» **Task description**
From the material below, filter out and copy each line that contains the word "foliage", matching case exactly.

(Dataset records on object locations)

= = = = =

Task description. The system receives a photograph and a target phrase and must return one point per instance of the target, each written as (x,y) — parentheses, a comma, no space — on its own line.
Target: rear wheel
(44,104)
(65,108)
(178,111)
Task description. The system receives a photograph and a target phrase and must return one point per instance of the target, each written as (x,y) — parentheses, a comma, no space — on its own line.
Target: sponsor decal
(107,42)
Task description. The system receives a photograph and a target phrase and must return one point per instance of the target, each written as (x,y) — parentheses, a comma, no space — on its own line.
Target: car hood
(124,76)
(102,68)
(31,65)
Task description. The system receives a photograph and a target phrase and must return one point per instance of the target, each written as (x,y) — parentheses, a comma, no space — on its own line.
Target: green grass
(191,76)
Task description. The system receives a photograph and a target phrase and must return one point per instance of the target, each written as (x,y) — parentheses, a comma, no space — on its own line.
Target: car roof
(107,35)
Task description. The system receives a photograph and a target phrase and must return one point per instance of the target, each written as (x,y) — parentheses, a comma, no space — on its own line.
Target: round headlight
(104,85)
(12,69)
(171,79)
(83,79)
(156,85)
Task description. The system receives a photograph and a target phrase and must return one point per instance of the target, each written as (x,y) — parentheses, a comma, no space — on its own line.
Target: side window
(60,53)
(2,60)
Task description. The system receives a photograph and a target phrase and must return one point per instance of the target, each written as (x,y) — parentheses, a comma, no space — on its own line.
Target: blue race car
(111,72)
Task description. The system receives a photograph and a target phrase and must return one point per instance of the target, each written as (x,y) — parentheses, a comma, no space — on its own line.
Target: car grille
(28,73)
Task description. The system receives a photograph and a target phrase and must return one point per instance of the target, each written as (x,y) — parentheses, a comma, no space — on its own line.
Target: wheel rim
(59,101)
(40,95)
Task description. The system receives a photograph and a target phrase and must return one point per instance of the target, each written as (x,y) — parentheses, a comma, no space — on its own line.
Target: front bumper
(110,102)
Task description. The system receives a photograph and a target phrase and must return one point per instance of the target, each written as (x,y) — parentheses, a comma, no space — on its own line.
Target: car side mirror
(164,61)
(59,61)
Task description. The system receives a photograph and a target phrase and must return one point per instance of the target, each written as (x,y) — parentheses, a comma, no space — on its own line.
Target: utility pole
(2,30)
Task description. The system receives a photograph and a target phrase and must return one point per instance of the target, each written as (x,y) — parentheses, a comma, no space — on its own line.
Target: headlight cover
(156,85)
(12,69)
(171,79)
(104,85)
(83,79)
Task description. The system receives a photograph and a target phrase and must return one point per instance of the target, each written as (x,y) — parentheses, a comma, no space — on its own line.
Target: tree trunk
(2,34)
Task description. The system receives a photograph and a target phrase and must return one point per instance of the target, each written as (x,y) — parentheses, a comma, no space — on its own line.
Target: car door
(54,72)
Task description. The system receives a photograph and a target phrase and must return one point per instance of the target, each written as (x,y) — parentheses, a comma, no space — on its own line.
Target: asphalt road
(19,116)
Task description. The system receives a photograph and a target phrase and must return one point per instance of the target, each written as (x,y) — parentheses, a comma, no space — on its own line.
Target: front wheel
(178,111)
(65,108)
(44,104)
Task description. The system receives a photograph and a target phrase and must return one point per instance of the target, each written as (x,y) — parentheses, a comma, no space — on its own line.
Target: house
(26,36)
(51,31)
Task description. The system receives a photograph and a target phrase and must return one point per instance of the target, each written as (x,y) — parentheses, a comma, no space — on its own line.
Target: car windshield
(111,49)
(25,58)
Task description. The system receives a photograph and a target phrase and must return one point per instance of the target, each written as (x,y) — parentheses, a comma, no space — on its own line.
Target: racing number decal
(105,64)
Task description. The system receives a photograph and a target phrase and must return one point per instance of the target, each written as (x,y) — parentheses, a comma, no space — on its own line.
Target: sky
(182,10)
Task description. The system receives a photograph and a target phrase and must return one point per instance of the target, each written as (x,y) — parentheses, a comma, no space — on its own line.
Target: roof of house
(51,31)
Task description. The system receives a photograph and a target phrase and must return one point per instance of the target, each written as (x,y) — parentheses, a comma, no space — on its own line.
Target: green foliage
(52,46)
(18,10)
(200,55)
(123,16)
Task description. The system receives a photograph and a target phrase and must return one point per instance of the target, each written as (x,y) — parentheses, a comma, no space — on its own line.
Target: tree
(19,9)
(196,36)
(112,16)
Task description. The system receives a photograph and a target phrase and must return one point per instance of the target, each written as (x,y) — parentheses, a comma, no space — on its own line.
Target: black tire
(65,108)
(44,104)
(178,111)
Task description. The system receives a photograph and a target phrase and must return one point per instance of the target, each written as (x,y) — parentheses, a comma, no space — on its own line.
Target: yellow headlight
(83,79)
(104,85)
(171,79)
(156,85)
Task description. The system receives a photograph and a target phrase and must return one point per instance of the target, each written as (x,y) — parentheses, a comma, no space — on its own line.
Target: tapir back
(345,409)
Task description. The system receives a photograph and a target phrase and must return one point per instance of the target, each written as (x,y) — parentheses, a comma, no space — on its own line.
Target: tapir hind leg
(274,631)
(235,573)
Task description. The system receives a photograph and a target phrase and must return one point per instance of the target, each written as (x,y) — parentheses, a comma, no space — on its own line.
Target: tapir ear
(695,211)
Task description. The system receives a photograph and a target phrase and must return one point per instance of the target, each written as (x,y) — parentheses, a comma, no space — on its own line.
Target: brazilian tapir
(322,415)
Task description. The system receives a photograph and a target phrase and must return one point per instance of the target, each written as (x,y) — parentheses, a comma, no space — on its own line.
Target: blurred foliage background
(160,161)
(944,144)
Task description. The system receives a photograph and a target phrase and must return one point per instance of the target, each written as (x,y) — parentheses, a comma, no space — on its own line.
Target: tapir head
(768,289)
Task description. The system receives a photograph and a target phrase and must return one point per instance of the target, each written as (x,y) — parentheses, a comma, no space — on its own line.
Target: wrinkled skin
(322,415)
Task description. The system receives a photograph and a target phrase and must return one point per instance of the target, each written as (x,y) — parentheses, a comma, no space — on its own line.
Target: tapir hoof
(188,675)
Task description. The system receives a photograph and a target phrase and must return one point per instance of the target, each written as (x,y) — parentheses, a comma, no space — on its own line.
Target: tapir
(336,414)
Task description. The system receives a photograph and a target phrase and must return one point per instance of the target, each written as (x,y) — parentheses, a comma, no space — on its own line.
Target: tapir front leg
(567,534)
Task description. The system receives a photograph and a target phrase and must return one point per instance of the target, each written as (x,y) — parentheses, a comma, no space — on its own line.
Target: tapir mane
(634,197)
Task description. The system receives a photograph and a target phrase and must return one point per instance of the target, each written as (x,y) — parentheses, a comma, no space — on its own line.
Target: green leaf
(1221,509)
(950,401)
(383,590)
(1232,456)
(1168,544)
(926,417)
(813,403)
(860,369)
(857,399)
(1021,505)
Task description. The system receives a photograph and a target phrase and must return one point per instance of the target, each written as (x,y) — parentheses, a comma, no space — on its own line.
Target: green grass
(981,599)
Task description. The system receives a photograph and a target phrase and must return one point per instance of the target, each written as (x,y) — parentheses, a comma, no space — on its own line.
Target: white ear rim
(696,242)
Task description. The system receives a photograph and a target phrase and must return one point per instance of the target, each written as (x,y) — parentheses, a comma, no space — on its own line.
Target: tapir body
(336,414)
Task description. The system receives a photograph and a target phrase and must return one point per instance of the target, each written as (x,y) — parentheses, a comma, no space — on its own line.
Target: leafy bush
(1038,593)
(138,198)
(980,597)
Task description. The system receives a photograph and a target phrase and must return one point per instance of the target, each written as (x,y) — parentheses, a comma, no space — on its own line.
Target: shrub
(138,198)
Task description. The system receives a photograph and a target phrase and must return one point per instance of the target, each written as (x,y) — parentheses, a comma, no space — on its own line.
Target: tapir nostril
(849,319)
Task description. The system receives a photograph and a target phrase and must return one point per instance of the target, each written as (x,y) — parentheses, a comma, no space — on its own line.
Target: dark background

= = = = =

» **Solution to the problem**
Target: green foliage
Target: blurred foliage background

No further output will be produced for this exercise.